Brief:
Filter the records below, keeping only lines with the string "railing".

Record set:
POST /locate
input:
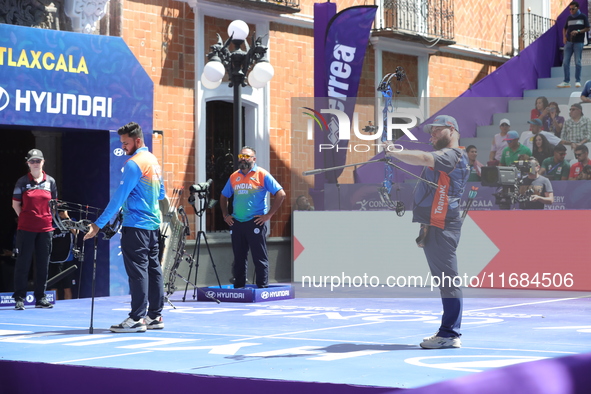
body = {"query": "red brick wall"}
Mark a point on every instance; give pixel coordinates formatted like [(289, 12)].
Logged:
[(160, 33)]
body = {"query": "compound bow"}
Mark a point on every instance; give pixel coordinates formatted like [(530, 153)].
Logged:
[(385, 87)]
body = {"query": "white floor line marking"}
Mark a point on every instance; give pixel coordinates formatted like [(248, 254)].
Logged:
[(98, 358), (519, 350), (304, 331), (526, 303)]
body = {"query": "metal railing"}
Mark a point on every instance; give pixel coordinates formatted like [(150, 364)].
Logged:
[(287, 3), (529, 27), (432, 18)]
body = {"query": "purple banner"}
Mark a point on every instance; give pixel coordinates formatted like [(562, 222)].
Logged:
[(347, 36)]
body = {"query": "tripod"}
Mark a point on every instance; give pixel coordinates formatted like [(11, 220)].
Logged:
[(204, 202)]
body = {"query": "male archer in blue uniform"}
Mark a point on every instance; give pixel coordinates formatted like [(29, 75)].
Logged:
[(138, 193), (438, 212)]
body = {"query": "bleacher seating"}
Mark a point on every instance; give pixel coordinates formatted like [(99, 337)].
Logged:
[(520, 109)]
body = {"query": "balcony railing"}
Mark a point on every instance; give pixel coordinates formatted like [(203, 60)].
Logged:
[(284, 6), (529, 27), (431, 18)]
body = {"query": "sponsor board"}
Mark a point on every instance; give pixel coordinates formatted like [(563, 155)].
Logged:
[(250, 293), (7, 300)]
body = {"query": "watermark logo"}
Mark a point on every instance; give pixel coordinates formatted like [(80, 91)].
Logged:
[(338, 128)]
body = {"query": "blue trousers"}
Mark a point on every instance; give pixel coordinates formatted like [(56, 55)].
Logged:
[(245, 236), (569, 49), (28, 242), (140, 256), (440, 250)]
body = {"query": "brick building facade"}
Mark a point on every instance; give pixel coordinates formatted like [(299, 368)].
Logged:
[(171, 37)]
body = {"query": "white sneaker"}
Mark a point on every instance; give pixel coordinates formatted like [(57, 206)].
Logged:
[(154, 324), (130, 325), (437, 342)]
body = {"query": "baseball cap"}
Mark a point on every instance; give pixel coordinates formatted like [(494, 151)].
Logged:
[(34, 154), (577, 105), (512, 135), (536, 121), (442, 120)]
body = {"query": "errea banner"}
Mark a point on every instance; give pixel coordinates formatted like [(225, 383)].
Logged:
[(62, 79)]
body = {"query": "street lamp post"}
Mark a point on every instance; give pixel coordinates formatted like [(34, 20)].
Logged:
[(237, 63)]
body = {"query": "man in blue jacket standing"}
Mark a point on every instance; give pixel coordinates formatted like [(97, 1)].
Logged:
[(138, 193)]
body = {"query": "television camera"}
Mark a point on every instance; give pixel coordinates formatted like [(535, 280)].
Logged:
[(508, 180)]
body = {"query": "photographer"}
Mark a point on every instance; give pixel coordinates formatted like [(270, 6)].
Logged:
[(537, 184)]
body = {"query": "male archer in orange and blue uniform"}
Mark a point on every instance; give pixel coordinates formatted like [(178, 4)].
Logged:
[(249, 186), (138, 193), (438, 212)]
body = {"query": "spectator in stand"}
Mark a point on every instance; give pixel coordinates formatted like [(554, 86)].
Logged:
[(582, 156), (541, 109), (542, 149), (556, 168), (586, 174), (575, 29), (553, 122), (527, 137), (514, 149), (499, 143), (577, 130), (586, 92), (474, 164), (538, 185)]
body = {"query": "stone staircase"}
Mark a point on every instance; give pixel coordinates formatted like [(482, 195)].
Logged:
[(520, 109)]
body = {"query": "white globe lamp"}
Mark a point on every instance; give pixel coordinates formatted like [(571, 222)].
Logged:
[(238, 30)]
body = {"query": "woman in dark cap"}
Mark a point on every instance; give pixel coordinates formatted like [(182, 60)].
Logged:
[(30, 201)]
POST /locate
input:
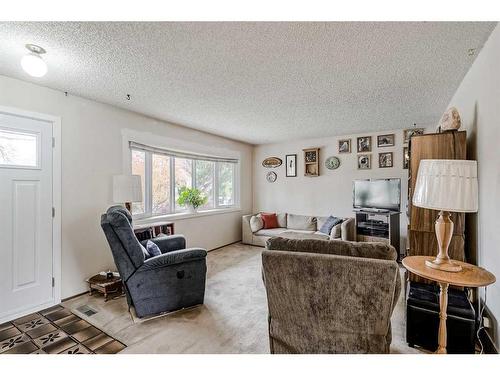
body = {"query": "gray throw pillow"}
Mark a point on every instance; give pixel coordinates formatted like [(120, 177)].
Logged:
[(329, 223), (152, 249), (336, 231), (256, 223)]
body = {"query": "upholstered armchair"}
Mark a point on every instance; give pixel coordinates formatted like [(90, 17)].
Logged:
[(330, 296), (167, 282)]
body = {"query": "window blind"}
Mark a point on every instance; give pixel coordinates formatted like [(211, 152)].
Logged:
[(178, 154)]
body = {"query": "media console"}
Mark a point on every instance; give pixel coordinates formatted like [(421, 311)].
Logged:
[(378, 226)]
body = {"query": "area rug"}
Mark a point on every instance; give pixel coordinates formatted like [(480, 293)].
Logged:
[(55, 331)]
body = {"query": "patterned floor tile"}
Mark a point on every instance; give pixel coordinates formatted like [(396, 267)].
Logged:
[(13, 342), (74, 327), (32, 324), (60, 346), (27, 347), (55, 330), (86, 334), (110, 348), (5, 326), (59, 314), (8, 333), (98, 341), (50, 338), (77, 349), (42, 330), (66, 320), (26, 318)]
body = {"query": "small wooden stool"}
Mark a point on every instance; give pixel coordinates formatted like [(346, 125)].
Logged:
[(105, 285)]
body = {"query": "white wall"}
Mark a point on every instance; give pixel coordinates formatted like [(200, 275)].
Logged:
[(478, 102), (331, 192), (91, 154)]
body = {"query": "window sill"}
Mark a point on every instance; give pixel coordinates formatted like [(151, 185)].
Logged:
[(185, 215)]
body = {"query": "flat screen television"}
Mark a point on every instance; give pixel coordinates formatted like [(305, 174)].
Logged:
[(380, 194)]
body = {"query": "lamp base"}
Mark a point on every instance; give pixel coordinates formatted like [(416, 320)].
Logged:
[(444, 231), (447, 266)]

Problem solution:
body = {"query": "metal railing"}
body = {"query": "balcony railing"}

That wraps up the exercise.